Problem requirements:
From the listing below, return each line that includes "query".

- - -

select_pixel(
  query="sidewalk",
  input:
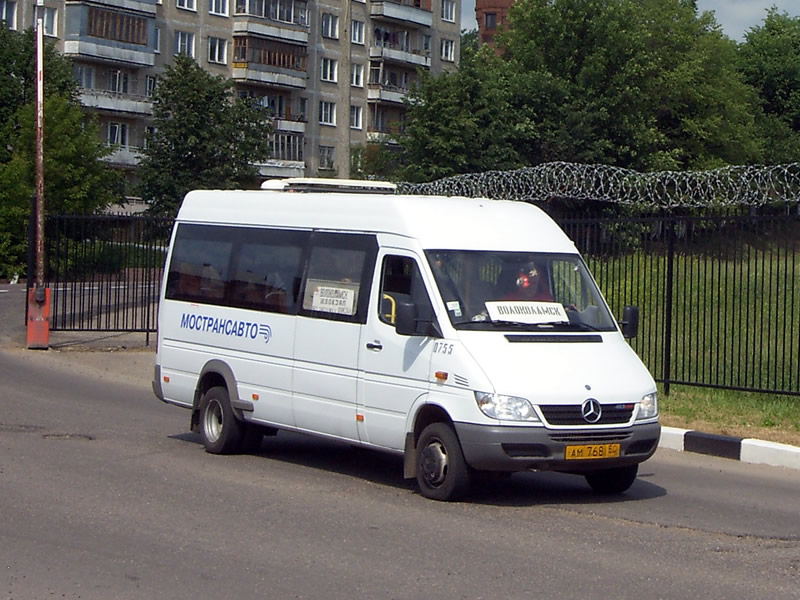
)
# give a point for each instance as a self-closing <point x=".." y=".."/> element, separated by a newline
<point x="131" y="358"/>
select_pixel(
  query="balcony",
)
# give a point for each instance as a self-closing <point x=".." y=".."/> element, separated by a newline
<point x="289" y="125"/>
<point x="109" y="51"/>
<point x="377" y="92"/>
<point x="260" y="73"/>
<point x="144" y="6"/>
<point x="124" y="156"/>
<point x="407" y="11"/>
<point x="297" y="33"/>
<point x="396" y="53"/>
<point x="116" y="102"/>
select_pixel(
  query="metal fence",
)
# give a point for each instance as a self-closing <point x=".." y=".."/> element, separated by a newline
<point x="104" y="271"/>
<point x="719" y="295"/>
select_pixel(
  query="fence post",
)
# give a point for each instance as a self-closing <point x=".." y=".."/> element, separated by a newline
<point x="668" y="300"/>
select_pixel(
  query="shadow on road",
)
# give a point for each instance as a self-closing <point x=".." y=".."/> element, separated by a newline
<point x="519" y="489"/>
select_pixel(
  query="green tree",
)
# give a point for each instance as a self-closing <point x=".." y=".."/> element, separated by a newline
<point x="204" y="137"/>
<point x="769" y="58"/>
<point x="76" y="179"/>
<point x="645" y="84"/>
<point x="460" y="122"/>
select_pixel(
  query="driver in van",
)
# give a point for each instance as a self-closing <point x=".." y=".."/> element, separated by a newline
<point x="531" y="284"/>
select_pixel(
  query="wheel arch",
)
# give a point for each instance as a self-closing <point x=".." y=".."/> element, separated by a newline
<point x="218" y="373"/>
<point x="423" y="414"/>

- - -

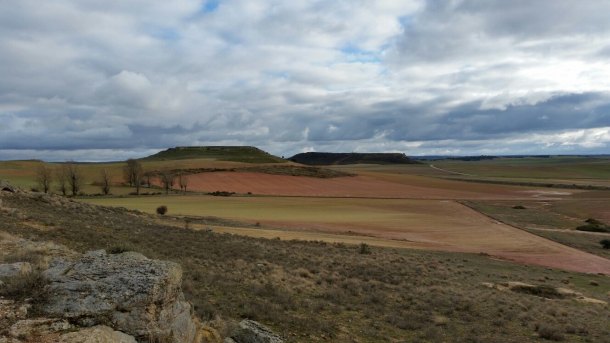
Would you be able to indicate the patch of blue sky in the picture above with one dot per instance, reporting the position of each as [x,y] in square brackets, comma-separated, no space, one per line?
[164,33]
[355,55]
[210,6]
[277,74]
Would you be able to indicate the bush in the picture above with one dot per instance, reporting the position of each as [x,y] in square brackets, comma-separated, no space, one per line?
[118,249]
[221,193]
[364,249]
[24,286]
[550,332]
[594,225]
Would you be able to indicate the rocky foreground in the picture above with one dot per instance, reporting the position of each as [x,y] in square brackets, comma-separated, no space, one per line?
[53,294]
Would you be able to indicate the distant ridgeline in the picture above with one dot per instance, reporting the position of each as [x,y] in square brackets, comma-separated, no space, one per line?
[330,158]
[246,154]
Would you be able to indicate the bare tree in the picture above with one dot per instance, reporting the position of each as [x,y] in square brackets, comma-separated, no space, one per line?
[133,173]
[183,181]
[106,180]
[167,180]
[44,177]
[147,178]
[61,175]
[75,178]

- - -

Answer to the problem:
  query="sidewalk",
  query="balcony",
  query="metal fence",
  query="fence post",
  query="shadow on road",
  query="green tree",
  query="driver in van",
  query="wheel arch",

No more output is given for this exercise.